Exercise data:
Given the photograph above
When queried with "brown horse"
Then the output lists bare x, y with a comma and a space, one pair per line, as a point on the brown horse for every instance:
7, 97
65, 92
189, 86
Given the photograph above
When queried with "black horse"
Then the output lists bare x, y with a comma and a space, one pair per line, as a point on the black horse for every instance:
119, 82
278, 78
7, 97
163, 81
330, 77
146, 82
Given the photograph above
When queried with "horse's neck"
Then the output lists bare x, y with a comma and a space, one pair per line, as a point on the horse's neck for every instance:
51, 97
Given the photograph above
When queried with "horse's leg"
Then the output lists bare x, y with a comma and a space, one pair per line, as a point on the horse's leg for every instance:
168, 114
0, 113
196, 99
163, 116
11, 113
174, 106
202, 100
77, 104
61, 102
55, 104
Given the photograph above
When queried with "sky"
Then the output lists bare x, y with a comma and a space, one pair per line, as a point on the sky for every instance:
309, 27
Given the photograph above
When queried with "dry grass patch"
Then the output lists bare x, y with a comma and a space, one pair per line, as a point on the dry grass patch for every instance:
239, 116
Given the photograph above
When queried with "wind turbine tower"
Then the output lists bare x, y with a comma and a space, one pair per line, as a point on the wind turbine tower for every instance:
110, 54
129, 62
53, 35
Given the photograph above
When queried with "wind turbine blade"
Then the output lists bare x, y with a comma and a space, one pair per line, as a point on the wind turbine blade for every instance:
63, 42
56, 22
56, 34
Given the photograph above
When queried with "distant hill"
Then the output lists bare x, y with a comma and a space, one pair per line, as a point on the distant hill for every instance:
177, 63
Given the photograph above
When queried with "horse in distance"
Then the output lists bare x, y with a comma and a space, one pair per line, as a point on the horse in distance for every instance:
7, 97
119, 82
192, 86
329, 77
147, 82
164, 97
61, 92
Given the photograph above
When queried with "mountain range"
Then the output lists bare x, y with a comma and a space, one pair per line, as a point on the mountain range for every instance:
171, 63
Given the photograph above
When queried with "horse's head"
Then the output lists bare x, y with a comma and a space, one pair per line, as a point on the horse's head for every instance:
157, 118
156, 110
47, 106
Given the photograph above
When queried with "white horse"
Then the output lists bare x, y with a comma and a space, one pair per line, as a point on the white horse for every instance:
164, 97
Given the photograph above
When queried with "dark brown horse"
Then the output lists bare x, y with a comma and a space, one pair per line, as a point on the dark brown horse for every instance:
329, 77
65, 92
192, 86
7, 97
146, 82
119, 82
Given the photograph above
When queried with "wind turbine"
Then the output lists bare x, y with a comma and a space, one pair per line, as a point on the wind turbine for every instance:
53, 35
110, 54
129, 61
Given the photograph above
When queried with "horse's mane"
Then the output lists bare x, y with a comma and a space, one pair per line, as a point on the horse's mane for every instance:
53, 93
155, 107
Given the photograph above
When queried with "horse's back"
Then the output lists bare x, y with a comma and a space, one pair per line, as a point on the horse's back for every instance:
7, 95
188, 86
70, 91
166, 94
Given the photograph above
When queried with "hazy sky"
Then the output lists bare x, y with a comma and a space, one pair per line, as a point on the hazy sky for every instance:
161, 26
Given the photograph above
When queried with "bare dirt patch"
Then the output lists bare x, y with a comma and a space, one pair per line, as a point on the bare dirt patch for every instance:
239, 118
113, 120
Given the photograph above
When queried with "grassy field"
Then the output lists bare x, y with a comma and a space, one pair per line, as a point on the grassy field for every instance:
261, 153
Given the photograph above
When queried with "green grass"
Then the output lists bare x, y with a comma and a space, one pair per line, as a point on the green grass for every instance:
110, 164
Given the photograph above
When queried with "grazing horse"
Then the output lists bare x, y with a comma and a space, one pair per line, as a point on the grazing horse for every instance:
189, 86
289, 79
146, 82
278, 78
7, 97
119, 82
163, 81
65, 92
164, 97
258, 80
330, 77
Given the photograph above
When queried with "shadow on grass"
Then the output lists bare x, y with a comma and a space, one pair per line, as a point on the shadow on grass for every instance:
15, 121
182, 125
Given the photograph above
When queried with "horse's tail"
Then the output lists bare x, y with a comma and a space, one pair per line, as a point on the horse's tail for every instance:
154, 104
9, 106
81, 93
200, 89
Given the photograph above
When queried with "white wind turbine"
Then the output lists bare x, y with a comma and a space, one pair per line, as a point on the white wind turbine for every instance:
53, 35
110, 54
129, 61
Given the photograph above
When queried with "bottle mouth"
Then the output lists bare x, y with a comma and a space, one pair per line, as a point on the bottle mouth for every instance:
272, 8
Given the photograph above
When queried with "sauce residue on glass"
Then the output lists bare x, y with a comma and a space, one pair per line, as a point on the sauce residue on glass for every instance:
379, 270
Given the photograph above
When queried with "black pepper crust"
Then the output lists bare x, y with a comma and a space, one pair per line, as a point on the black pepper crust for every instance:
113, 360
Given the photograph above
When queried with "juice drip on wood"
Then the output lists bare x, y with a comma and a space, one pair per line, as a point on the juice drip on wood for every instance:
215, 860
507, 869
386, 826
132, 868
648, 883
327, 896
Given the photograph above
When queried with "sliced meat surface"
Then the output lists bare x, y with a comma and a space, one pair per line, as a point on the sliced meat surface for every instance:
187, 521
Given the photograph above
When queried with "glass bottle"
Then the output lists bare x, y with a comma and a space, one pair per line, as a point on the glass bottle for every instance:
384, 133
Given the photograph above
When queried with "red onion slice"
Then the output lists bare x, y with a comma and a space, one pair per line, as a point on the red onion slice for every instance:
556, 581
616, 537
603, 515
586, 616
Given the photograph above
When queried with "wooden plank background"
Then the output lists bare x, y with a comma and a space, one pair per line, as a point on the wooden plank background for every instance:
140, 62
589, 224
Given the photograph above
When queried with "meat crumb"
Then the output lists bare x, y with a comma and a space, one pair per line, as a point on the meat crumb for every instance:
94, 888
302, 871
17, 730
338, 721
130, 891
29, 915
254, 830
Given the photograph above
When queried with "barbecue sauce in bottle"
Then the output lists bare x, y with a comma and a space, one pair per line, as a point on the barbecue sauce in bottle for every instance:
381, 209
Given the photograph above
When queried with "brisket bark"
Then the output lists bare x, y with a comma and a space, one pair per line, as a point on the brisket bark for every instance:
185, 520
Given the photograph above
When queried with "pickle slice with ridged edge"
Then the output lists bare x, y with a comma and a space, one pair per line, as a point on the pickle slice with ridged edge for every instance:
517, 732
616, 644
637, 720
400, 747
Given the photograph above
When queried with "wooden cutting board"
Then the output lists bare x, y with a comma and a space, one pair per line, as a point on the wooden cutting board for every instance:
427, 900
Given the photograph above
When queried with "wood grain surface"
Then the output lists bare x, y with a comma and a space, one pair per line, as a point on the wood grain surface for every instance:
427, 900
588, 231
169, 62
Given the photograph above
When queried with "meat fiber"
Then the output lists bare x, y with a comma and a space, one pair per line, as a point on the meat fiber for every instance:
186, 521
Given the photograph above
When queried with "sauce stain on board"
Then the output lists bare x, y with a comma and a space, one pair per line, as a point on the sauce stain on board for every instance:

Short exercise:
Repeat every line of the data, exactly and in full.

Expected output:
Given the photograph above
When queried with "brown horse"
Then the output lists bare x, y with a comma and a space, one pair per line, as a point on the brown horse for every instance:
7, 97
65, 92
189, 86
Given the photograph above
When queried with "black horse"
Then the output lists bare x, y with a comma and a space, one pair per line, as a point on the black horse for every instance:
119, 82
278, 78
7, 97
163, 81
330, 77
146, 82
Given the photograph above
When queried with "horse's neck"
Then the output lists bare x, y with a comma and a space, one pair per line, as a point on the horse's neck for every instance:
51, 97
Given the photograph above
When queried with "horse's leg"
Then the output lists bare x, y with a comma and a space, one pair per line, as a point on the horse's leg for every instance:
168, 114
0, 113
196, 99
163, 116
11, 113
174, 106
202, 100
77, 104
61, 102
55, 104
Given the photograph above
When queried with "sky"
Then the output lists bare x, y with a comma and a space, one pair per line, as a point on the sky for every instance:
309, 27
Given the photograph above
When queried with "dry grass patch"
Then the output lists bare x, y with a comma and a space, one pair per line, as a point on the dry grass patch for every instance:
239, 116
Given the photograph above
When queried with "wind turbine tower"
Then the output lists bare x, y with a comma and a space, one pair per line, as a point on the wind turbine tower for every instance:
110, 54
129, 62
53, 35
Given the photograph above
When queried with "wind turbine blade"
Then the output lists bare x, y with a comma and a space, one pair per line, as a point on the wind turbine blade for every instance:
63, 42
56, 22
56, 34
Given the photograph above
When queried with "distant hill"
Then the output lists bare x, y with a comma and a space, one pair per line, as a point on the distant hill for every instance:
177, 63
Given the photograph above
When queried with "horse in distance"
Then the output lists bare x, y with a comma and a space, one pair per line, as a point on the horse in distance for every instance:
7, 97
119, 82
192, 86
329, 77
147, 82
164, 97
61, 92
Given the photograph above
When queried with "mountain range"
Then the output lists bare x, y with a comma and a space, one pair per line, as a point on the mountain range for every instance:
171, 63
Given the photograph above
When queried with "horse's head"
Then the output lists bare x, y with a comma and a space, one pair per line, as a point on the horse's head for every instance:
157, 118
156, 110
47, 106
Given the photograph above
When queried with "white horse"
Then the output lists bare x, y with a comma and a space, one pair per line, as a point on the white horse for every instance:
164, 97
Given the photograph above
When queried with "dark brown horse"
Then the output lists bare x, y with a comma and a space, one pair per line, as a point on the dark brown horse for every instance:
329, 77
65, 92
192, 86
7, 97
146, 82
119, 82
Given the photograph above
When queried with "wind turbine"
Then the output lists bare x, y with a comma and a space, one pair per line, as a point on the wind turbine for every instance:
53, 35
110, 54
129, 61
Given the photograph above
When queried with "horse's mane"
Then the output lists bare x, y with a comma and a space, one pair per line, as a point on the horse's mane for every instance:
53, 93
155, 107
Given the photograph above
When queried with "horse's back"
Then the output lists bare x, y with a comma and a space, one pair per line, as a point on the horse's back for every instance:
7, 95
188, 86
70, 91
166, 94
Given the photograph above
When queried with "hazy sky"
Then the output lists bare x, y with a comma and a space, one pair per line, as a point on the hazy sky for every instance:
161, 26
Given the photograph above
When queried with "bare dirt patch"
Then the output lists bare x, y with a comma and a space, one pair per line, as a point on the bare dirt patch for every instance:
239, 118
113, 120
Given the photograph above
When queried with "grassy field"
Then the output lists bare x, y with a comma and a space, one pair per line, as a point on the grassy field for every instance:
261, 153
Given the photograph above
When queried with "green grass"
Then the output lists bare x, y with a comma and a space, one pair per line, as a point on the green grass for every instance:
110, 164
Given the photograph above
When queried with "grazing horse"
Then the output lists bare x, y with a comma and a space, one pair per line, as a point on the grazing horse for every instance:
189, 86
289, 79
146, 82
278, 78
7, 97
119, 82
163, 81
65, 92
164, 97
258, 80
330, 77
Given the photograph above
When queried with "shadow on grass"
Then the output lists bare x, y with a comma and a space, one pair per line, as a point on the shadow on grass for every instance:
15, 121
182, 125
Given the photograph above
When queried with "horse's tail"
Then the output lists bare x, y with a comma and a space, one pair per line, as a point on the horse's tail for every instance:
154, 104
9, 106
81, 93
200, 89
Given the photograph above
When queried with "white wind turbine"
Then the output lists bare x, y with a comma and a space, one pair per line, as a point on the white wind turbine for every instance:
53, 35
110, 54
129, 61
Given the photograph above
When queried with "bottle mouth"
Then the output lists bare x, y with a comma and a space, one pair per line, as a point on the bottle mouth for every instance:
272, 8
Given the photograph above
When queried with "sauce residue on glass"
Then the output lists bare x, y with a comma and a space, one pair per line, as a point on the sauce residue on glass for every instance:
379, 270
Given the photograph above
When queried with "black pepper crust"
Then the output lists bare x, y with a comma and a space, one pair per line, as a point on the black pepper crust for every instance:
113, 360
Given the photograph above
When queried with "juice drip on wood"
Then the output lists bare x, y with a comma and a space, one pair per line, as a point on the juice drip on wood for every instance:
215, 860
507, 869
386, 826
132, 868
648, 883
327, 896
Given the photograph above
When queried with "sliced meat surface"
Then the output lists bare x, y with a comma and a space, one pair per line, as a point on the sliced meat surface for every instance:
187, 521
Given the photograph above
When queried with "glass bottle"
Then the output lists bare x, y with a comma and a space, one pair per line, as a point on the glass bottle for every instance:
384, 133
Given the photograph above
When queried with "red onion slice"
Then the output lists bare x, y with a comma and a space, one pair per line, as a point on the red onion slice for every instance:
556, 581
616, 537
603, 515
586, 616
Given the photograph above
When queried with "wooden plank background"
Then the output lists bare x, y with a comma and a space, one pair per line, as a point on the wooden plank background for every instance:
140, 62
589, 224
Given the photograph above
When queried with "meat crumb"
Then the output lists bare x, y with a comma and a space, one pair per line, as a point on the meat crumb for every instance:
94, 888
302, 871
17, 730
338, 721
130, 891
29, 915
254, 830
Given the photograph above
When queried with "barbecue sauce in bottle"
Then the output lists bare x, y with a comma and a space, one pair per line, as a point on the barbecue sauce in bottle for every instance:
381, 209
Given the photograph above
When queried with "brisket bark"
Then the output lists bare x, y with a comma and a space, one pair per line, as a point on the brisket bark for every instance:
185, 520
Given the photograph above
When queried with "pickle slice with ridged edge"
Then the output lists bare x, y with a comma and a space, one pair per line, as a point on the pickle slice with ridged edge for every instance:
517, 732
616, 644
637, 720
400, 747
Given the photograph above
When queried with "wooden cutting board"
Then the output lists bare x, y with a comma and a space, one pair per line, as a point on the wooden cutting board for every instance:
427, 900
Given the photograph above
When queried with "wood grain surface"
Then the output lists bare x, y with a comma and a space, one pair per line, as a point on the wood grain surface for every instance:
427, 900
588, 231
169, 62
Given the photograph above
When queried with "meat fiber"
Then the output lists bare x, y with a comma and a space, one pair per line, as a point on the meat fiber for every instance:
186, 521
Given the photograph above
When queried with "sauce stain on board"
Then the output lists bare x, y with a comma and a space, one pair per line, as a point on the sauce stain on board for every instance:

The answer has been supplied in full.